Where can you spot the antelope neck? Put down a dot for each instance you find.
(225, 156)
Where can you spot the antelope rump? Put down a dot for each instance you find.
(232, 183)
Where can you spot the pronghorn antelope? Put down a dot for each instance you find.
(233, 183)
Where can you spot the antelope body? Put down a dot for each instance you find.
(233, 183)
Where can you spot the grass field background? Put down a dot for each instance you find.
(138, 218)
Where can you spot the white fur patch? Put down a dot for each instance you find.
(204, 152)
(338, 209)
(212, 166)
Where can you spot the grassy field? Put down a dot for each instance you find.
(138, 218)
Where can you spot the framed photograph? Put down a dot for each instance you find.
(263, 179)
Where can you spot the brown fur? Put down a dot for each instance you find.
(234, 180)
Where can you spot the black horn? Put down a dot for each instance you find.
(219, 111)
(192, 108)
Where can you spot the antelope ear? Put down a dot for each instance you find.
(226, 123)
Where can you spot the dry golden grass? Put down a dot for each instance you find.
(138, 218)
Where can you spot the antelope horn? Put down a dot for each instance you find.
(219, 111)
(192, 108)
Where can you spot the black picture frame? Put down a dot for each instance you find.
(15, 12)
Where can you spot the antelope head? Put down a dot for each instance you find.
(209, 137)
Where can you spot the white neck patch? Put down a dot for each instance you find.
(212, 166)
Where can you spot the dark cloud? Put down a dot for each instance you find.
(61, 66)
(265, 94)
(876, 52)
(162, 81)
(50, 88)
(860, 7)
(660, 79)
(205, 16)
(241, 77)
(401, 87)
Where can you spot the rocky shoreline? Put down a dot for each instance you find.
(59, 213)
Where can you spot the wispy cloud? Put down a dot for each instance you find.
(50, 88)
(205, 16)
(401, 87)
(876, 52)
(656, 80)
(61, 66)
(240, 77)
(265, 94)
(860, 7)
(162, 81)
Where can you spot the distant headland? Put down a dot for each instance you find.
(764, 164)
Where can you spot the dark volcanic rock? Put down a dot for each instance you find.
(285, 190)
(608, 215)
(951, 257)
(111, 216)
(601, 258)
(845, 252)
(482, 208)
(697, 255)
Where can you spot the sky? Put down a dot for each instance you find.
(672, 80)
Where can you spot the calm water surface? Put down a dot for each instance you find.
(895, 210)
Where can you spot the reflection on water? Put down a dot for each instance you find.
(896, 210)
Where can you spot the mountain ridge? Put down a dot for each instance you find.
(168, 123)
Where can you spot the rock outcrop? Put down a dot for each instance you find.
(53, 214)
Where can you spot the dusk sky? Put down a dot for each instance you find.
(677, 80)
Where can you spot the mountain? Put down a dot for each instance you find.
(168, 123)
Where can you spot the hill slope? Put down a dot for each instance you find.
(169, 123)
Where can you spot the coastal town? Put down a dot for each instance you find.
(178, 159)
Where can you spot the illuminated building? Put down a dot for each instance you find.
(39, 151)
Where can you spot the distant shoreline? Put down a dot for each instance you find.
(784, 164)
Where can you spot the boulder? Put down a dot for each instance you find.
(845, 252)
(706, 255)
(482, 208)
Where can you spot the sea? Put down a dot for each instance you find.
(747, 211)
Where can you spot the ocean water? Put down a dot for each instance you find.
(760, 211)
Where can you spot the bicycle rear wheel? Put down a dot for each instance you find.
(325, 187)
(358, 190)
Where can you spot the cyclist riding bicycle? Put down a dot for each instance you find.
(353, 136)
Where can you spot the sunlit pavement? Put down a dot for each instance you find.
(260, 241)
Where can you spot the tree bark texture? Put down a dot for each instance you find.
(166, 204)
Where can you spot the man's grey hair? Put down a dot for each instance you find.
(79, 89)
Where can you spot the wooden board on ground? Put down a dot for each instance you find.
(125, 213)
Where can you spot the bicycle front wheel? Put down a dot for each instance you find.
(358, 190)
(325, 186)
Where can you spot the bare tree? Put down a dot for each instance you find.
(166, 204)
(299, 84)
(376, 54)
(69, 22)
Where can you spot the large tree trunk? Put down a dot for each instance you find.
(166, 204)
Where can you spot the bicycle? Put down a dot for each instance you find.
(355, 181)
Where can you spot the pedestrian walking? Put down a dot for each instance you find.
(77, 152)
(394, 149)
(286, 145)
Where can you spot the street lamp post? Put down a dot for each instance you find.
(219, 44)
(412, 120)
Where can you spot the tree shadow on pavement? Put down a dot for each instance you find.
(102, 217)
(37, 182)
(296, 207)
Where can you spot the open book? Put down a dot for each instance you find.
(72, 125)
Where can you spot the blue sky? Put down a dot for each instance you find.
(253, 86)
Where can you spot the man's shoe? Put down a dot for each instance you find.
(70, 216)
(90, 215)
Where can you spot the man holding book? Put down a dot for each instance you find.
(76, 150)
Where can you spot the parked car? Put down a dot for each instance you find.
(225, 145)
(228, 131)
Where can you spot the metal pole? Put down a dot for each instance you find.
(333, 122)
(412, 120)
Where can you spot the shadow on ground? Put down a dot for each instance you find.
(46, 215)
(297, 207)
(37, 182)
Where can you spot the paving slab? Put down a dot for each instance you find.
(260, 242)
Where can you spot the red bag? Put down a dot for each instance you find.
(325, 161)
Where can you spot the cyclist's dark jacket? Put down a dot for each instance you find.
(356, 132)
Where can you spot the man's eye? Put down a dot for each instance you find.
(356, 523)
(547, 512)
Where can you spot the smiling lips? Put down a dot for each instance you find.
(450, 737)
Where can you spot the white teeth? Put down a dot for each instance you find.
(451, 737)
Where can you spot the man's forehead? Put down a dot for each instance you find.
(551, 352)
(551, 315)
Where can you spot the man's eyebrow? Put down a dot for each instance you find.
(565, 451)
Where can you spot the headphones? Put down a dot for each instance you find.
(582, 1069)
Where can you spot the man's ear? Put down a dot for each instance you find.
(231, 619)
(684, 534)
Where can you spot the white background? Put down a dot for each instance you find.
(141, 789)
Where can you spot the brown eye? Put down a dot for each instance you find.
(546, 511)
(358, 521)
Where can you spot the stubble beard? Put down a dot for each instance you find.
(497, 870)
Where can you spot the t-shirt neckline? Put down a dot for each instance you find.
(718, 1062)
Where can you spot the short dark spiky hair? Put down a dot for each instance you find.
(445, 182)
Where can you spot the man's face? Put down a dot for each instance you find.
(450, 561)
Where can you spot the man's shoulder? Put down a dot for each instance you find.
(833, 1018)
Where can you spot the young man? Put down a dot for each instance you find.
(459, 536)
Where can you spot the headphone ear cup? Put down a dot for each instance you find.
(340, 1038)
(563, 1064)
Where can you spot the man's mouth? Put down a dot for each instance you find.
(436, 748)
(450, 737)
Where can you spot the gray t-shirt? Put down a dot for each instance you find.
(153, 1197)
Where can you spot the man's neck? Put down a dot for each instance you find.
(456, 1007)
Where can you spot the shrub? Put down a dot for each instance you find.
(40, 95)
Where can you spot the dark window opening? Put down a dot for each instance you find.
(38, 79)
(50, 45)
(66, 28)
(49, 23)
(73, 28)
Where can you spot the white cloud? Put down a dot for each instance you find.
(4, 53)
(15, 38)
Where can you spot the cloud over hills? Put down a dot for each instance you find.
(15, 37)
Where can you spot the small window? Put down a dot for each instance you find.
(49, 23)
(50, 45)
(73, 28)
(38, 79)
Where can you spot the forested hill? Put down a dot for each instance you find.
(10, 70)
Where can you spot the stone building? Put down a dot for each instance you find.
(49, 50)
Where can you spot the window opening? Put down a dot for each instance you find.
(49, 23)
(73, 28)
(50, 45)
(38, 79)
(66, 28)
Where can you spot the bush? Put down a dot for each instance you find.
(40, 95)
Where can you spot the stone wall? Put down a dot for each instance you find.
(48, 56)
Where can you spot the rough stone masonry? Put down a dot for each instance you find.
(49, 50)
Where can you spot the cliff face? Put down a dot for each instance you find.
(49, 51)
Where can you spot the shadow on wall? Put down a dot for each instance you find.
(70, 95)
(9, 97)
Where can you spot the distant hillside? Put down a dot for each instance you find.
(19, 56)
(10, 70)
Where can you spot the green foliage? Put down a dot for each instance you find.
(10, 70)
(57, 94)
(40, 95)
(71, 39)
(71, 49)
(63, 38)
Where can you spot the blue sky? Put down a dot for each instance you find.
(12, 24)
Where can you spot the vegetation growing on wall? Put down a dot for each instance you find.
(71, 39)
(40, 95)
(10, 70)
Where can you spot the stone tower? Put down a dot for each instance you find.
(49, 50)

Work to do:
Everything from the line that contains "Where can you spot the small" through the end of the records must be duplicated exactly, and nothing outside that range.

Output:
Where can you spot the small window? Put down a dot for each instance you find.
(49, 23)
(50, 45)
(73, 28)
(38, 79)
Where can you spot the forested hill? Put down a dot for each instance you find.
(10, 70)
Where can you spot the stone building? Put down a dot for each instance you find.
(49, 50)
Where can you spot the window opening? Put down a dot for each instance you find.
(49, 23)
(73, 28)
(50, 45)
(38, 79)
(66, 28)
Where can you spot the bush? Put down a dot for each instance you find.
(40, 95)
Where can you spot the stone wall? Put down a dot for each instance you find.
(48, 56)
Where can you spot the rough stone masonry? Put down a dot for each instance you find.
(49, 50)
Where can you spot the cliff face? Put down a dot for each instance you find.
(49, 51)
Where can you spot the shadow on wall? Put down a dot for each instance you find.
(70, 95)
(9, 97)
Where can you spot the distant hillside? Put down a dot for each instance you find.
(19, 56)
(10, 70)
Where can you spot the green foliage? Put down a dot for each instance you find.
(10, 70)
(57, 94)
(40, 95)
(71, 39)
(71, 49)
(63, 38)
Where can you spot the blue sky? Put down a dot for each instance you find.
(12, 24)
Where can you spot the vegetation growing on wall? Put down a dot for each instance you find.
(71, 39)
(40, 95)
(10, 70)
Where can you spot the stone tower? Put down a dot for each instance you find.
(49, 50)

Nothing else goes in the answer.